TEXT UNDER STUDY:
Friday, March 20, 2020



Dr KK Aggarwal
President CMAAO, HCFI and Past National President IMA

Ten seconds self check for corona

False. A recent viral coronavirus "simple self-check test," which medical experts say is completely inaccurate.
Written on what appears to be the iPhone notes app, the three-part post falsely claims that people can find out whether they have coronavirus simply by holding their breath for more than 10 seconds. If they can hold their breath without coughing, the test claims they don't have the virus.

The post, which began circulating Twitter, Facebook, and emails last week, was falsely credited to a member of the "Stanford Hospital board." Stanford Health Care spokeswoman Lisa Kim told CNN the "dangerous" post is not affiliated with Stanford Medicine and "contains inaccurate information."

All surfaces need equal disinfection in hospitals

American Hospital Association said that while frequent cleaning is standard, hospitals should give special attention to "high-touch surfaces such as in-room phones, TV/nurse calls, light switches and cords, handles, drawer pulls, bed rails, tray tables and bathroom fixtures."

Chloroquine is a must in corona infection

Could the old generic malaria drug hydroxychloroquine (Plaquenil, Sanofi-Aventis, among others), which is also used for the treatment of rheumatic disease, be an essential treatment for COVID-19?
This hypothesis, put forward by some, including Professor Didier Raoult of the IHU Méditerranée Infection in Marseille, was dismissed by other eminent infectious disease specialists and dismissed as fake news recently by the Ministry of Health.

EXTRACTED INFORMATION:
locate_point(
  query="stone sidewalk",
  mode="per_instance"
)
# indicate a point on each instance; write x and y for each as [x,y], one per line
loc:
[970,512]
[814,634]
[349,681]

APPLY WHAT YOU READ:
- A) Output everything from "Friday, March 20, 2020" down to "have the virus." in the coronavirus fact-check text, copied word for word.
- B) Using the coronavirus fact-check text, state whether each statement agrees with it, answering yes or no and quoting the deciding words: (i) The breath-holding self-check post began circulating on Instagram. (ii) The American Hospital Association counts bed rails among high-touch surfaces. (iii) The Ministry of Health dismissed the hydroxychloroquine hypothesis as fake news.

RESULTS:
- A)
Friday, March 20, 2020



Dr KK Aggarwal
President CMAAO, HCFI and Past National President IMA

Ten seconds self check for corona

False. A recent viral coronavirus "simple self-check test," which medical experts say is completely inaccurate.
Written on what appears to be the iPhone notes app, the three-part post falsely claims that people can find out whether they have coronavirus simply by holding their breath for more than 10 seconds. If they can hold their breath without coughing, the test claims they don't have the virus.

- B)
(i) No: "began circulating Twitter, Facebook, and emails last week"
(ii) Yes: "high-touch surfaces such as in-room phones, TV/nurse calls, light switches and cords, handles, drawer pulls, bed rails, tray tables and bathroom fixtures"
(iii) Yes: "dismissed as fake news recently by the Ministry of Health"